__Required work__
Among the lines below, copy exactly those from the one with "Target: paper cupcake liner" through the one with "Target: brown paper liner", counting both ends.

__Data records__
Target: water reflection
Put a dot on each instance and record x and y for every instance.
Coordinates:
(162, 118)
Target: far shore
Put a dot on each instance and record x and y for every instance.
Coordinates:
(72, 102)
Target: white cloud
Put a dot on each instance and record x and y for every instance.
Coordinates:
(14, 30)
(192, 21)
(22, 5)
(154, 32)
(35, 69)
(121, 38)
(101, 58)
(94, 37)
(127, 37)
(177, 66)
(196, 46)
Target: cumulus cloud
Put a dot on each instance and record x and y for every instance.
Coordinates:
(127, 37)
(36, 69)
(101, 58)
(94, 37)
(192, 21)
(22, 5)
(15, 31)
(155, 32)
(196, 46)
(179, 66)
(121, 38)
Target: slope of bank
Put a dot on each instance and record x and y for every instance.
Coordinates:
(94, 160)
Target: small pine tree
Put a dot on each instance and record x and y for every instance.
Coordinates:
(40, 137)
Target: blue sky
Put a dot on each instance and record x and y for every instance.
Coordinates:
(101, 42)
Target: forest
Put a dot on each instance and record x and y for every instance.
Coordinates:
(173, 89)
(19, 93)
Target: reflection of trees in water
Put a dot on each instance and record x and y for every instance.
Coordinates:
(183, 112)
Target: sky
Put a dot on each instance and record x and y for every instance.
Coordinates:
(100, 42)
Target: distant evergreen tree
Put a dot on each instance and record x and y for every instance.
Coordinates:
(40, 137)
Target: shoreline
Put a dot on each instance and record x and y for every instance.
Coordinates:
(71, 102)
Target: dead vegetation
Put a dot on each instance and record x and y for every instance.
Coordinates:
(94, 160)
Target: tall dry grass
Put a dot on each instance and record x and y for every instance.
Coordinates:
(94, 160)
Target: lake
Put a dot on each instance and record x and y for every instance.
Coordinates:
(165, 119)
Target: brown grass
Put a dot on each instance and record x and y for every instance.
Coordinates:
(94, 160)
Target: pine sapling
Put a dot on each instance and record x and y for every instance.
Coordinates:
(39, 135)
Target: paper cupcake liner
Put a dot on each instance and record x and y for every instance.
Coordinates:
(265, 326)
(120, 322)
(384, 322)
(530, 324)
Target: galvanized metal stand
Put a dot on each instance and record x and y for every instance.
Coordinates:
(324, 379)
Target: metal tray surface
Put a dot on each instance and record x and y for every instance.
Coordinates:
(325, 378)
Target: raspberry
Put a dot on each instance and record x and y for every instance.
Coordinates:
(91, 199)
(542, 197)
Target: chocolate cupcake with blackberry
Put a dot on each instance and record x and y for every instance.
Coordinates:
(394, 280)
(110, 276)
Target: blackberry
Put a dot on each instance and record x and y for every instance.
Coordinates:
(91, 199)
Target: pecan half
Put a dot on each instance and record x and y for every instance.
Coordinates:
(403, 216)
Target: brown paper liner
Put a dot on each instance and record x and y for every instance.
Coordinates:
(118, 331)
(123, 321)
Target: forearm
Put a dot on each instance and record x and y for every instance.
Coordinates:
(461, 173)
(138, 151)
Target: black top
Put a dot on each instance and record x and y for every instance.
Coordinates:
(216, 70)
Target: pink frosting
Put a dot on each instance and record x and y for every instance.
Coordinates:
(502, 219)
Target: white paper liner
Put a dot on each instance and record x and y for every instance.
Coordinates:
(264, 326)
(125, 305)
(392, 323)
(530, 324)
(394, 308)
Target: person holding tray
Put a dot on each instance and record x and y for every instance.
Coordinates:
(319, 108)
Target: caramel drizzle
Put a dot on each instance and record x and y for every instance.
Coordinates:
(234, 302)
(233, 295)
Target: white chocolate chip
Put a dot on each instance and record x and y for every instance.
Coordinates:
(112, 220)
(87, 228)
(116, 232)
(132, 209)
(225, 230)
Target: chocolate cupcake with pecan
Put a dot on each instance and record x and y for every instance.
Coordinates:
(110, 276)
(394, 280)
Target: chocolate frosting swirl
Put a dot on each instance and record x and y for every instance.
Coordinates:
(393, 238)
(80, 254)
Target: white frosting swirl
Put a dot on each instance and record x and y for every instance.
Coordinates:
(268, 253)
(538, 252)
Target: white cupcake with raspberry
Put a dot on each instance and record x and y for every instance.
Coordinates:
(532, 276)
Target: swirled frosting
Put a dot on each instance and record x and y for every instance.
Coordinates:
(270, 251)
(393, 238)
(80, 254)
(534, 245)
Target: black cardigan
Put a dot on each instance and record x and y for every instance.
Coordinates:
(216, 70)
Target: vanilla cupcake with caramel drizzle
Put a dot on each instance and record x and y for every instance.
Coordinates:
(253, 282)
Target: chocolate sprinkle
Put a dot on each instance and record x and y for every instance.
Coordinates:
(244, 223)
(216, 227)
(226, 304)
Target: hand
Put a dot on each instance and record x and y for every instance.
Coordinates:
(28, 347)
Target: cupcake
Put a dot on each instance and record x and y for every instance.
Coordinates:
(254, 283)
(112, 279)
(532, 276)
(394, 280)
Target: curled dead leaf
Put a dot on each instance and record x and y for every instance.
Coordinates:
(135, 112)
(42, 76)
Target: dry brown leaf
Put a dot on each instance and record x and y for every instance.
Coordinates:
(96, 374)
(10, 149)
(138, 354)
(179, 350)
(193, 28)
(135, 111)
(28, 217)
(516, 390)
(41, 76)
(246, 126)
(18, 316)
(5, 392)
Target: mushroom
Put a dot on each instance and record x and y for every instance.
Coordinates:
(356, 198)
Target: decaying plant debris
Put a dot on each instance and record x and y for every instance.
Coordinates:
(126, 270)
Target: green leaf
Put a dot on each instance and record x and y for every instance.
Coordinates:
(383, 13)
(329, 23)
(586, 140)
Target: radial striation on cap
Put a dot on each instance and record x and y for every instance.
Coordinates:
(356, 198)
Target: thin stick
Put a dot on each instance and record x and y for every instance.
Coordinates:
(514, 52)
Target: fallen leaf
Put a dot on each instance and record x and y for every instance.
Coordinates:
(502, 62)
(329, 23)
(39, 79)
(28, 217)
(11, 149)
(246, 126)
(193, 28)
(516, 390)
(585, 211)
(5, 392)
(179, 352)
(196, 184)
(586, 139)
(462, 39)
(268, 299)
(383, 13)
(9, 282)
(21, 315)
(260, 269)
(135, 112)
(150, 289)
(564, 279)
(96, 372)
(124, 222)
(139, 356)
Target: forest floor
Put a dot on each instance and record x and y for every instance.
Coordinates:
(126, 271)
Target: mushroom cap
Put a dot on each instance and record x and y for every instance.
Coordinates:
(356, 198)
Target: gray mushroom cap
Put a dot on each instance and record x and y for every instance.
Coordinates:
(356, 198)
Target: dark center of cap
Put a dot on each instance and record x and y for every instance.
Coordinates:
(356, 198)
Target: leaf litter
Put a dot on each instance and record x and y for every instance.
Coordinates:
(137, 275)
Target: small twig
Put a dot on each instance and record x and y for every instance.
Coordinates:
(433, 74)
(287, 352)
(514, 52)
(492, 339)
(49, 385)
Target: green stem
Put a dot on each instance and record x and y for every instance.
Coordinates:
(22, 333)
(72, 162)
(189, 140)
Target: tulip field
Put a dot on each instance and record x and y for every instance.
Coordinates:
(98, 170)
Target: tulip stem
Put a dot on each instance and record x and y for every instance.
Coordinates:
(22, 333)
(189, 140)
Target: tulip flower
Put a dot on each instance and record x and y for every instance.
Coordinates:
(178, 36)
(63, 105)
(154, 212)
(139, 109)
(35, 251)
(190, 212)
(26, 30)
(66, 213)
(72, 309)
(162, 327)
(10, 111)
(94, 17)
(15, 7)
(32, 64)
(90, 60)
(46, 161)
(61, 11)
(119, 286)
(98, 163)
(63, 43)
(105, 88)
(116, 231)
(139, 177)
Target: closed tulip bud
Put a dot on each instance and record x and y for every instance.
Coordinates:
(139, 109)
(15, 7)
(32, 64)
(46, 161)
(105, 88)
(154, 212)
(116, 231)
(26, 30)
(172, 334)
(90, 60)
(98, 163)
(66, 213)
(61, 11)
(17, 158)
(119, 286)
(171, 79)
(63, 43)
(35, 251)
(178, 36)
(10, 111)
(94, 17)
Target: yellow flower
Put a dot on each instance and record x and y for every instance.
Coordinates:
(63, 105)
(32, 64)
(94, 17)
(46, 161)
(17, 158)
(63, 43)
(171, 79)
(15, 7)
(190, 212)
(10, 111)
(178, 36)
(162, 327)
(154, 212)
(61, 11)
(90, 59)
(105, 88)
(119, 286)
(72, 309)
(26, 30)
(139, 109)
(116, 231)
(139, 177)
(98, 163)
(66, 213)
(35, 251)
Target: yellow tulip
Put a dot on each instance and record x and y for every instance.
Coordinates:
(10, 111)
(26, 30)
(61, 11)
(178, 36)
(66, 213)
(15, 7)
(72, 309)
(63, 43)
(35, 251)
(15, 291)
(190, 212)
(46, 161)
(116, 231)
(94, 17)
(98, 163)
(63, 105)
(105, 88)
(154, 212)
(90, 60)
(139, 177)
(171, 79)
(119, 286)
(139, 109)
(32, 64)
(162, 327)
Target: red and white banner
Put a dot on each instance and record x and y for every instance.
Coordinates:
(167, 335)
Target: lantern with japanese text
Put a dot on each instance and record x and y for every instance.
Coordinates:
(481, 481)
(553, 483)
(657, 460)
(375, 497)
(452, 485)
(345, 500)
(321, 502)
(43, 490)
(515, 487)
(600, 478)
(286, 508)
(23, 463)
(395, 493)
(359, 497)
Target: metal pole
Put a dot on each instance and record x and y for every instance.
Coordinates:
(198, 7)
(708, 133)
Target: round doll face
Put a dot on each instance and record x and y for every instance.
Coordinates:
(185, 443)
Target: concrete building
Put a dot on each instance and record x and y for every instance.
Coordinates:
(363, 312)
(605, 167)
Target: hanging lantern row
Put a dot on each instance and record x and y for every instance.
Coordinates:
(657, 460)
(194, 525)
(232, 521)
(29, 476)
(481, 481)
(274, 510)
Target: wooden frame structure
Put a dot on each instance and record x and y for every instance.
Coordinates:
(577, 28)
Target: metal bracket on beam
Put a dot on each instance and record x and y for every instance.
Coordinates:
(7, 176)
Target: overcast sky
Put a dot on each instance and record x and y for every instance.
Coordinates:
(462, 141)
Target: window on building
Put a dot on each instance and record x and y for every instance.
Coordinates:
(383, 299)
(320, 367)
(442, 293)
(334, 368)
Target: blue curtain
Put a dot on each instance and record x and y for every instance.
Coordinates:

__Result for this task__
Target: paper cupcake liner
Put a dot on each instance and record x and y for every instance.
Coordinates:
(265, 326)
(120, 322)
(384, 322)
(530, 324)
Target: galvanized metal stand
Put a dot on each instance and record x and y for every instance.
Coordinates:
(324, 379)
Target: metal tray surface
Put a dot on each instance and record x and y for every instance.
Coordinates:
(325, 378)
Target: raspberry
Put a dot on each instance and record x and y for every instance.
Coordinates:
(91, 199)
(542, 197)
Target: chocolate cupcake with blackberry
Put a dot on each instance and record x and y for every instance.
Coordinates:
(394, 280)
(110, 276)
Target: blackberry
Put a dot on each instance and record x and y for every instance.
Coordinates:
(91, 199)
Target: pecan half
Put a dot on each instance and record x and y for every instance.
Coordinates:
(403, 216)
Target: brown paper liner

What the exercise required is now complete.